- [INFORMATION SHOWN]:

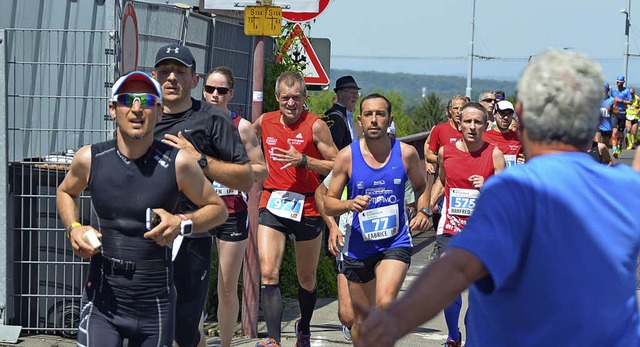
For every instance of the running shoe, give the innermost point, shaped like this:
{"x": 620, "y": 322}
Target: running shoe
{"x": 347, "y": 333}
{"x": 452, "y": 343}
{"x": 267, "y": 343}
{"x": 302, "y": 339}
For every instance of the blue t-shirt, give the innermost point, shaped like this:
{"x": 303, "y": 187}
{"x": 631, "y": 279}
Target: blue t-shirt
{"x": 624, "y": 94}
{"x": 383, "y": 225}
{"x": 561, "y": 252}
{"x": 605, "y": 124}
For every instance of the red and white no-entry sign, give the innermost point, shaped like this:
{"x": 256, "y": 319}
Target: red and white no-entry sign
{"x": 305, "y": 16}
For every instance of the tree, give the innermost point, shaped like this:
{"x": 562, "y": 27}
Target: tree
{"x": 428, "y": 113}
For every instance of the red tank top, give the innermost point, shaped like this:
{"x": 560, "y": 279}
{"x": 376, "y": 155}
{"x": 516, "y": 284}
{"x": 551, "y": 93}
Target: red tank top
{"x": 508, "y": 143}
{"x": 301, "y": 180}
{"x": 234, "y": 201}
{"x": 459, "y": 195}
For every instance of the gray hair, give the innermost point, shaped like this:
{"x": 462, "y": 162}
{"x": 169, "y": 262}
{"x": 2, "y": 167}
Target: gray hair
{"x": 561, "y": 92}
{"x": 484, "y": 94}
{"x": 290, "y": 78}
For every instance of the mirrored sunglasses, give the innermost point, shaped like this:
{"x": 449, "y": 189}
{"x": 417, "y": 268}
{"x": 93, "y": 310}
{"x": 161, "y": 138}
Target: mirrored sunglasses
{"x": 146, "y": 100}
{"x": 221, "y": 90}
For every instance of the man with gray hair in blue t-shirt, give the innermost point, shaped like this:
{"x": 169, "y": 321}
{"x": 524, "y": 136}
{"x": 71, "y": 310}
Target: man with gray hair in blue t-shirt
{"x": 548, "y": 271}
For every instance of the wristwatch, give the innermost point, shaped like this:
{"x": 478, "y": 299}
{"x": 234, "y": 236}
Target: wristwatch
{"x": 426, "y": 211}
{"x": 186, "y": 226}
{"x": 202, "y": 161}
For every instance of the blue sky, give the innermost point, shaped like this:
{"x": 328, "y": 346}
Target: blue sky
{"x": 432, "y": 37}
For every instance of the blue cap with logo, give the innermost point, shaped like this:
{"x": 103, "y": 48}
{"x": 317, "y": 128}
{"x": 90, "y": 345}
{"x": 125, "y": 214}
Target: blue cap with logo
{"x": 178, "y": 53}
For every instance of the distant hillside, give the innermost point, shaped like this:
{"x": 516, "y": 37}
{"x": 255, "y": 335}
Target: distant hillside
{"x": 411, "y": 86}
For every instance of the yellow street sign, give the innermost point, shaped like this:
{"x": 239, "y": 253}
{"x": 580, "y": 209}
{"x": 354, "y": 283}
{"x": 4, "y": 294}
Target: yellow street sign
{"x": 262, "y": 20}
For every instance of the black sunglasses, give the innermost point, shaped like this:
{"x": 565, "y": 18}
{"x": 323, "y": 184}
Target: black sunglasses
{"x": 221, "y": 90}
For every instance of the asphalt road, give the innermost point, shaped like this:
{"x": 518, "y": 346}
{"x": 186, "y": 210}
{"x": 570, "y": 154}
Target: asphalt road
{"x": 325, "y": 327}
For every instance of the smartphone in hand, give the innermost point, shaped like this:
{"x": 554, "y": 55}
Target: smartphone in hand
{"x": 152, "y": 219}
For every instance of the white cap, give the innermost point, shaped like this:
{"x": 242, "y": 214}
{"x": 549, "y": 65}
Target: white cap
{"x": 137, "y": 76}
{"x": 504, "y": 105}
{"x": 391, "y": 130}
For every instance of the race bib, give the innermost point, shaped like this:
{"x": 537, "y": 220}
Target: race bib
{"x": 223, "y": 190}
{"x": 510, "y": 160}
{"x": 462, "y": 201}
{"x": 286, "y": 204}
{"x": 379, "y": 223}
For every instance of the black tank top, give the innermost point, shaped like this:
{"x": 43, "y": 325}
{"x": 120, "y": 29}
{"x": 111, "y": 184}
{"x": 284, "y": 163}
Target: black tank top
{"x": 122, "y": 189}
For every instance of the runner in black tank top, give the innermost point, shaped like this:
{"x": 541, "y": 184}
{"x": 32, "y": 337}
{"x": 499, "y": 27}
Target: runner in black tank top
{"x": 129, "y": 292}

- [WHAT YOU ARE ASKED TO DO]: The answer must restate every entry word for word, with the pictures left out.

- [TASK RESULT]:
For every instance of the running shoe, give the innermost point, shaped like this:
{"x": 620, "y": 322}
Target: running shoe
{"x": 347, "y": 333}
{"x": 452, "y": 343}
{"x": 267, "y": 343}
{"x": 302, "y": 339}
For every instance of the blue t-shirt, give the innermost point, shaped like this:
{"x": 303, "y": 187}
{"x": 631, "y": 279}
Target: blue t-shirt
{"x": 624, "y": 94}
{"x": 383, "y": 225}
{"x": 561, "y": 252}
{"x": 605, "y": 124}
For every instance of the red and white no-entry sign, give the innermost point, shaped like this:
{"x": 256, "y": 319}
Target: red and white no-entry sign
{"x": 305, "y": 16}
For every instance of the tree, give the innermost point, shaped like this:
{"x": 562, "y": 27}
Target: tree
{"x": 428, "y": 113}
For every instance of the red tank top, give the innermost point, shaped like this:
{"x": 560, "y": 279}
{"x": 376, "y": 155}
{"x": 516, "y": 284}
{"x": 551, "y": 93}
Target: red tank top
{"x": 508, "y": 143}
{"x": 301, "y": 180}
{"x": 234, "y": 201}
{"x": 459, "y": 195}
For every instance of the gray hair, give the innermost point, shaped like this:
{"x": 462, "y": 162}
{"x": 169, "y": 262}
{"x": 2, "y": 167}
Target: gray hair
{"x": 561, "y": 92}
{"x": 484, "y": 94}
{"x": 290, "y": 78}
For every instance of the mirrored sunglasses, give the innermost point, shaped like this:
{"x": 449, "y": 189}
{"x": 417, "y": 268}
{"x": 93, "y": 310}
{"x": 161, "y": 138}
Target: mirrored sunglasses
{"x": 146, "y": 100}
{"x": 221, "y": 90}
For every instance of the man with gray hair in blue t-shirt, give the innermost point, shaped like this:
{"x": 169, "y": 321}
{"x": 524, "y": 136}
{"x": 71, "y": 310}
Target: man with gray hair in blue t-shirt
{"x": 548, "y": 271}
For every instance of the wristwatch, give the innermost point, shaped like this:
{"x": 478, "y": 299}
{"x": 234, "y": 236}
Target: wristwatch
{"x": 426, "y": 211}
{"x": 186, "y": 226}
{"x": 202, "y": 161}
For every instance of the blue sky, give the innermost point, shaped like this:
{"x": 328, "y": 346}
Target: blue sky
{"x": 432, "y": 37}
For every instance of the blue cap with logo, give the innermost point, shaped like this:
{"x": 103, "y": 48}
{"x": 317, "y": 128}
{"x": 90, "y": 345}
{"x": 125, "y": 214}
Target: blue cap with logo
{"x": 178, "y": 53}
For every instance of the distant hillside, give the innermost point, shaped like this:
{"x": 516, "y": 37}
{"x": 255, "y": 335}
Target: distant hillside
{"x": 411, "y": 86}
For every instance of the yellow street sign, give the innermost point, shaped like this:
{"x": 239, "y": 253}
{"x": 580, "y": 209}
{"x": 354, "y": 283}
{"x": 4, "y": 294}
Target: yellow street sign
{"x": 262, "y": 20}
For every instance of the black sunglasses, give the innermost point, shaped like this:
{"x": 565, "y": 18}
{"x": 323, "y": 184}
Target: black sunglasses
{"x": 221, "y": 90}
For every instance of the asphalt road, give the innermost point, shaped like this:
{"x": 518, "y": 346}
{"x": 186, "y": 210}
{"x": 570, "y": 154}
Target: asphalt road
{"x": 325, "y": 327}
For every instance of the smartphone in hand, give the innermost point, shaped like this:
{"x": 554, "y": 55}
Target: smartphone in hand
{"x": 152, "y": 219}
For every instance of the white cap, give the innermost point, shaped like this:
{"x": 242, "y": 214}
{"x": 549, "y": 65}
Target: white cap
{"x": 137, "y": 76}
{"x": 504, "y": 105}
{"x": 391, "y": 130}
For every instance of the race bib, give the innermost point, shaped like this:
{"x": 537, "y": 220}
Target: race bib
{"x": 223, "y": 190}
{"x": 510, "y": 160}
{"x": 462, "y": 201}
{"x": 286, "y": 204}
{"x": 379, "y": 223}
For every instance of the black tank top, give the innermost point, shaped like this:
{"x": 43, "y": 325}
{"x": 120, "y": 29}
{"x": 111, "y": 184}
{"x": 284, "y": 163}
Target: black tank top
{"x": 122, "y": 189}
For every instance of the runner in black tank top, give the innermost point, shaped like this:
{"x": 541, "y": 184}
{"x": 32, "y": 337}
{"x": 499, "y": 27}
Target: runner in black tank top
{"x": 129, "y": 292}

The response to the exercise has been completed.